SOURCE EXTRACT:
Wednesday, June 30, 2010

Summer is Here!

After the 40 days and nights of gloom, greyness, and rain, Portland has some sunshine! I am excited beyond description: I want to camp, I want to run, I want to bike, I want to live!

After all the rain, the slugs have been popping up like mushrooms... after rain. It seems like every time I come outside in the evening, there is an awful monster, getting ready to strike at me, should I step in his (or her) way to my daisies. I have seen slugs that most of you only dream about! Well, hopefully your dreams are more pleasant than those of ugly slugs, but the point is that I have encountered some very interesting and intimidating slugs lately.

So I have been slug hunting after dark, armed with a flashlight and enough salt to pickle 20 big barrels of tomatoes (yes, I like pickled tomatoes). The ones I see at night are usually your common garden variety brown, boring slugs. The one that traumatized me appeared in the day light, which I thought was strange.

It was approximately six inches long and about an inch in diameter, with a very peculiar color pattern. Well, you can see in the picture above, which I took of him before his demise. I think it was the Slug King himself. Don't you? I mean, look at him! Or maybe it was their Queen... I don't know. How does one tell what gender this piece of rubbery slime is? Really, if you know, please tell me. Do they even have genders?

But I digress. After measuring and documenting my find, I emptied a lot of salt on it. I was told that all it needed was a sprinkle of salt, but I was skeptical of that advice. The King/Queen looked far too intimidating and aggressive for only a sprinkle. Well... It is gone now. Rest in Peace, slug royalty.

Wednesday, June 9, 2010

What to make of it all...

DATASET RECORDS:

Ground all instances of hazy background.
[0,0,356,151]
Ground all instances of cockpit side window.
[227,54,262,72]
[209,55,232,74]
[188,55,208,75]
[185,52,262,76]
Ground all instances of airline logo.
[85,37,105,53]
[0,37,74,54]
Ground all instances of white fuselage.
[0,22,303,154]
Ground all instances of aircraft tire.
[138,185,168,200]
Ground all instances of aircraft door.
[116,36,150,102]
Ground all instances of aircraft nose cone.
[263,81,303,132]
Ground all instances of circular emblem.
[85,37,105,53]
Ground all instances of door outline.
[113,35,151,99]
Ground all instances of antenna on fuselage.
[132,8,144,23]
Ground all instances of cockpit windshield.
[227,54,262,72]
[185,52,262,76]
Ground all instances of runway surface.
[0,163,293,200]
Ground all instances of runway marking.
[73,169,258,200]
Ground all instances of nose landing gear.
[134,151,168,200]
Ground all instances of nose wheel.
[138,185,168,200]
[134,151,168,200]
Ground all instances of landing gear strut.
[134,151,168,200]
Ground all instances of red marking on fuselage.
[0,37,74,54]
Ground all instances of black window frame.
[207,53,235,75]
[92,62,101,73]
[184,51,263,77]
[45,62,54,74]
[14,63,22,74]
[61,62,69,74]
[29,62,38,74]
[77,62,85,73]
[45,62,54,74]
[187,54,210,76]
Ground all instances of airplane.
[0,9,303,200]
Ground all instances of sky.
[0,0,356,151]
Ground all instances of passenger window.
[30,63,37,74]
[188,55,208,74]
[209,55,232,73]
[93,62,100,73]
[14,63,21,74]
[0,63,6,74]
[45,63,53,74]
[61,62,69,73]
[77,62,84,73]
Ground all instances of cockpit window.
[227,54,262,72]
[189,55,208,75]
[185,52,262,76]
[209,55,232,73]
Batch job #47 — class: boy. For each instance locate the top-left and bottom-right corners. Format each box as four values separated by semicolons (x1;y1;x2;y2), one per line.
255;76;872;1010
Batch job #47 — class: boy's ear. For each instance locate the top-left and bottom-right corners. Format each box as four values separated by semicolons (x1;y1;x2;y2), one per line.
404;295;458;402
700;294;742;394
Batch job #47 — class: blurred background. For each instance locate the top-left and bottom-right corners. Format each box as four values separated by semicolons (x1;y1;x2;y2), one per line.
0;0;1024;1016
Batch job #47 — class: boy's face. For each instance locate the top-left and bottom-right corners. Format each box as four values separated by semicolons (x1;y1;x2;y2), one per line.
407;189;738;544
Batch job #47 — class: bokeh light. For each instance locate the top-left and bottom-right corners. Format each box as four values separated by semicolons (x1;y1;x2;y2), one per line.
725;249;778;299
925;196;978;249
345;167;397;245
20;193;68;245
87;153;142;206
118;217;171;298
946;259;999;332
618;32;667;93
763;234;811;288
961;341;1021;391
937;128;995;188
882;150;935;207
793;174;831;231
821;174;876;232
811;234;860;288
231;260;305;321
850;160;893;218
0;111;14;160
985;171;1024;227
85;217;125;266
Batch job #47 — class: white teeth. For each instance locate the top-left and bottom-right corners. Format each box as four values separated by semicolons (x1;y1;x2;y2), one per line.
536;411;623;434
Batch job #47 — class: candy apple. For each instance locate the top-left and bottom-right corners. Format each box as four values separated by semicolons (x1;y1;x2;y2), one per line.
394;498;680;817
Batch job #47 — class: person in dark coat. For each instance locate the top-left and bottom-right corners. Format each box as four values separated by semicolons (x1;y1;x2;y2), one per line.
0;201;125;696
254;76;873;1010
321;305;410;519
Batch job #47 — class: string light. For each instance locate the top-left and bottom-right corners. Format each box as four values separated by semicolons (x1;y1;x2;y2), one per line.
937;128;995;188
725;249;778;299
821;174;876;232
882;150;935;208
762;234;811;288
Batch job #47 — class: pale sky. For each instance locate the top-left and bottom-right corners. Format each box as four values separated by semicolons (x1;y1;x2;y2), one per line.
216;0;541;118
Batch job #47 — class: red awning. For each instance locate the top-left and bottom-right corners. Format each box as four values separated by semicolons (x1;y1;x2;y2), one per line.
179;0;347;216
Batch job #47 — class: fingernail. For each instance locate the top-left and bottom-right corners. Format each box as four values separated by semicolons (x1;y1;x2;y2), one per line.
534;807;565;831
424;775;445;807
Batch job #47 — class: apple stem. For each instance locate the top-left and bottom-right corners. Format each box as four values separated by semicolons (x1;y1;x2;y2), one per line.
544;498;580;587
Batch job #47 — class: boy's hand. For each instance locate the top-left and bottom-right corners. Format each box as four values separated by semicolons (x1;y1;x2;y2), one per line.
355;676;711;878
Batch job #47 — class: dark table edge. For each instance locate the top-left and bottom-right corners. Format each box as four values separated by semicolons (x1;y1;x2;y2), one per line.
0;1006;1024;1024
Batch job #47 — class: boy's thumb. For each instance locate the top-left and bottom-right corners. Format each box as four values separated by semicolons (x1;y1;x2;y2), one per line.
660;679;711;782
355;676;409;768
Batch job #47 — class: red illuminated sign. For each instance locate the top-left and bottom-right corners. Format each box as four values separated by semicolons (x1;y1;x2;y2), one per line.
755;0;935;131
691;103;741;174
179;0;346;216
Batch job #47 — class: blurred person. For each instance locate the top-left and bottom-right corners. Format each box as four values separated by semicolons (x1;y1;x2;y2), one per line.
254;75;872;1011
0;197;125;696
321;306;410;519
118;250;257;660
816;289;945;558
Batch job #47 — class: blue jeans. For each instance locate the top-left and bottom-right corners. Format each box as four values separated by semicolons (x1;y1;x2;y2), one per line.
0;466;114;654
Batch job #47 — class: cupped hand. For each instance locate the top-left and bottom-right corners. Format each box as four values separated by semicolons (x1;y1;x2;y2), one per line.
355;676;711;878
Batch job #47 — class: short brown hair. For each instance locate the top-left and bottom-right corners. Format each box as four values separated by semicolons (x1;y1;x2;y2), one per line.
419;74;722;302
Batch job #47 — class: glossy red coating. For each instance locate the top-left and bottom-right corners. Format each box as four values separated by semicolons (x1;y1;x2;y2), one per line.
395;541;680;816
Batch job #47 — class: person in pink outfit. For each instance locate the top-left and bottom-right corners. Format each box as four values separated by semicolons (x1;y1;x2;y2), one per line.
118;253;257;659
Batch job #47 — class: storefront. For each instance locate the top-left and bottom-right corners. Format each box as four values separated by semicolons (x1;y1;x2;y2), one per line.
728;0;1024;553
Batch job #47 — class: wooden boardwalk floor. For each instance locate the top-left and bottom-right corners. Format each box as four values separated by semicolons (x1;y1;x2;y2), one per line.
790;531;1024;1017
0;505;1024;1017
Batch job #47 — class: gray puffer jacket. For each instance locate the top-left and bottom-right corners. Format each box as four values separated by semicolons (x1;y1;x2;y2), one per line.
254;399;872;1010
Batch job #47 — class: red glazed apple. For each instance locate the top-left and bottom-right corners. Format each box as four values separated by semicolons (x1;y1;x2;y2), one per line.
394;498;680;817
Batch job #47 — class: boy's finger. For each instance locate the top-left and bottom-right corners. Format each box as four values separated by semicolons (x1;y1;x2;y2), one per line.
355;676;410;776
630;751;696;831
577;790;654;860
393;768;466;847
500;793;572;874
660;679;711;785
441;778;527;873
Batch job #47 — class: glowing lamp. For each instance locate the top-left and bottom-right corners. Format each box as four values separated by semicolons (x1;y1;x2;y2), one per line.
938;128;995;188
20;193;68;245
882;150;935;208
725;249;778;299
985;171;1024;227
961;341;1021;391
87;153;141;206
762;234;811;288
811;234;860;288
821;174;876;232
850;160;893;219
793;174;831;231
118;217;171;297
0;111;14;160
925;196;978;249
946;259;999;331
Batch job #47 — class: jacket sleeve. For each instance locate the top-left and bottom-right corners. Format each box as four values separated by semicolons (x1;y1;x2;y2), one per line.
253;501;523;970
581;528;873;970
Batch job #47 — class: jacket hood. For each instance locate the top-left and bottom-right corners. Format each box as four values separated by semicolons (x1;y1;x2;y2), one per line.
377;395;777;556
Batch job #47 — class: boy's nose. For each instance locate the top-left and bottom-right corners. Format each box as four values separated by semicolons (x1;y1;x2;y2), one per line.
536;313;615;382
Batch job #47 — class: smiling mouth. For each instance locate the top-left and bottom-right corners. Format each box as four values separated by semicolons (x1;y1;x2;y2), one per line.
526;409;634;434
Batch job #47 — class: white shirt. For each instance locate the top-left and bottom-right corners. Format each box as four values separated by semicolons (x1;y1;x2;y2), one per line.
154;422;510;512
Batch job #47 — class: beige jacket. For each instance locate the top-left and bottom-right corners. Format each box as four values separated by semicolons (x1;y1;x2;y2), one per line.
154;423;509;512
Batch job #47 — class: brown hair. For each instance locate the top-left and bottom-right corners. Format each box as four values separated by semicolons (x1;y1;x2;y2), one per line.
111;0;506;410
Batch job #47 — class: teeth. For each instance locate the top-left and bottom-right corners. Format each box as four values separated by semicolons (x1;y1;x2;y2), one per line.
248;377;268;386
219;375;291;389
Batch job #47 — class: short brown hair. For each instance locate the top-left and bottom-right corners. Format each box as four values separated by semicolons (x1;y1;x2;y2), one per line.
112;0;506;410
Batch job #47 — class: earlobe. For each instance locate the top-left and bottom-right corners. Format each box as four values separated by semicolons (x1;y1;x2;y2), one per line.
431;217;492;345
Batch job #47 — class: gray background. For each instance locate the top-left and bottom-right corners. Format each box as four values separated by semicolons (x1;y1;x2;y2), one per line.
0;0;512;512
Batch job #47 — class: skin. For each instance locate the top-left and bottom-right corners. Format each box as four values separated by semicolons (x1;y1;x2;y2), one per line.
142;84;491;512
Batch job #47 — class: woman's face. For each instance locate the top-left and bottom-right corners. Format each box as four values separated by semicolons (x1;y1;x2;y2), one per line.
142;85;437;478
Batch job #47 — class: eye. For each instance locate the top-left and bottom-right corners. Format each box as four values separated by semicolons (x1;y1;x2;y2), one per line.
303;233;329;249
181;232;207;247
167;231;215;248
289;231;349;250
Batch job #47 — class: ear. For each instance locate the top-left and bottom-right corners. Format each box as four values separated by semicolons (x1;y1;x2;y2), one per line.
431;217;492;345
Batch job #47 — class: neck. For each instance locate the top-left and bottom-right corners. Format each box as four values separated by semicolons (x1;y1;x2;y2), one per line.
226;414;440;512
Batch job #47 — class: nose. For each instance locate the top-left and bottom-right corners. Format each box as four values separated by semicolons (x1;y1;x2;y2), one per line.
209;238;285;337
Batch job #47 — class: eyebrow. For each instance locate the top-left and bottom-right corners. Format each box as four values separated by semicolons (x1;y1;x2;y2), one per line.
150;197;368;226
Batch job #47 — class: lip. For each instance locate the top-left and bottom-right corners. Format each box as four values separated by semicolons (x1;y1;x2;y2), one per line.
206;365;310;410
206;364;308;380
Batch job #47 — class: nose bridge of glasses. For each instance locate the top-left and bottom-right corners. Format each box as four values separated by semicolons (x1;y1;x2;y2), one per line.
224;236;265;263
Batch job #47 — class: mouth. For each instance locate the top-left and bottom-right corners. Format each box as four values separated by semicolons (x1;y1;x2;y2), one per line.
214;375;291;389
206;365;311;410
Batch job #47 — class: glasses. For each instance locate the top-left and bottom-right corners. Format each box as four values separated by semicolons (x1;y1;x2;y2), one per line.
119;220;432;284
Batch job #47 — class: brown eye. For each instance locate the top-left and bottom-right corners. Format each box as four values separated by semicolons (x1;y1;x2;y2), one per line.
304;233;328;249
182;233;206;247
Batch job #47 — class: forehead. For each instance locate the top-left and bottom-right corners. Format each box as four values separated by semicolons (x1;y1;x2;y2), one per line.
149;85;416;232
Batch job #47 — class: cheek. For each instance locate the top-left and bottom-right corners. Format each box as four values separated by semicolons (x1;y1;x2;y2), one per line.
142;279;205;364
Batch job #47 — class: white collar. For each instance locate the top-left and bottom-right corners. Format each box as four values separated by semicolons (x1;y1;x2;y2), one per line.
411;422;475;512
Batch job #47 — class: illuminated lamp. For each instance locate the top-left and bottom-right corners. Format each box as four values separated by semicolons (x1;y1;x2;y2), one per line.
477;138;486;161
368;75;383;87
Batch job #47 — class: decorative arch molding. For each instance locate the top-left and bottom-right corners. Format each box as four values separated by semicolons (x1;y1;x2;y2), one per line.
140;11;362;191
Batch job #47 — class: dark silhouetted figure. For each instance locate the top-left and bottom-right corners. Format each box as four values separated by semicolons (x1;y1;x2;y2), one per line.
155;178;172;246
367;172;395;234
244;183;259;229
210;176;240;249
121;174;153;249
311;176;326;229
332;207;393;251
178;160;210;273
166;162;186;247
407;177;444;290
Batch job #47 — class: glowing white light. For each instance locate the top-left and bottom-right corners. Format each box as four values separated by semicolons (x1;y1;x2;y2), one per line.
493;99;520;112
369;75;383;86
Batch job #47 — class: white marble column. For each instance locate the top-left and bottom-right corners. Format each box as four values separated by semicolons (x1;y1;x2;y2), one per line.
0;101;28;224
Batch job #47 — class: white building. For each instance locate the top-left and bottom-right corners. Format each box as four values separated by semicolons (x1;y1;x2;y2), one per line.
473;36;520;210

TRY IT:
Continue the Portland slug-hunting blog from its last line, "What to make of it all...".

TASK OUTPUT:
I run up the dimly lit stairs, past the mail boxes on my right, to the second floor. I pause in front of the leather encased door to flat No. 12 and with a sinking feeling in my stomach listen for any sounds. All is quiet. I open the door and step into a long corridor with very high ceiling. The telephone on a hanging shelf on my right, coat closet on the left; splatters of dried blood on the old wood floor and on the white door to a bedroom.

I carefully step past that, trying not to make any noise, and go into my bedroom, which is a large room, rounded on one end, with a big west facing window. The window is open and evening summer air is filling my lungs. The room is empty. Only movement is the reddish orange squares of the sunset lit window reflecting on a beige wall.

I go to the window and look outside. Two giant birch trees stand still. The metro station is also silent. There are no people outside. The orange city buses are not moving. I smell the musty wood floors and hear them whine under my feet as I shift my weight. I suddenly realize that I am alone. There is no wind, no birds, no people, no bugs, and there is no God. The silence is pressing on me, the weight of it is becoming unbearable and I want to cry.

“Ok, Natasha… Time to turn over…” I hear my massage therapist, and am grateful to feel human hands on my back. And I'm ok again.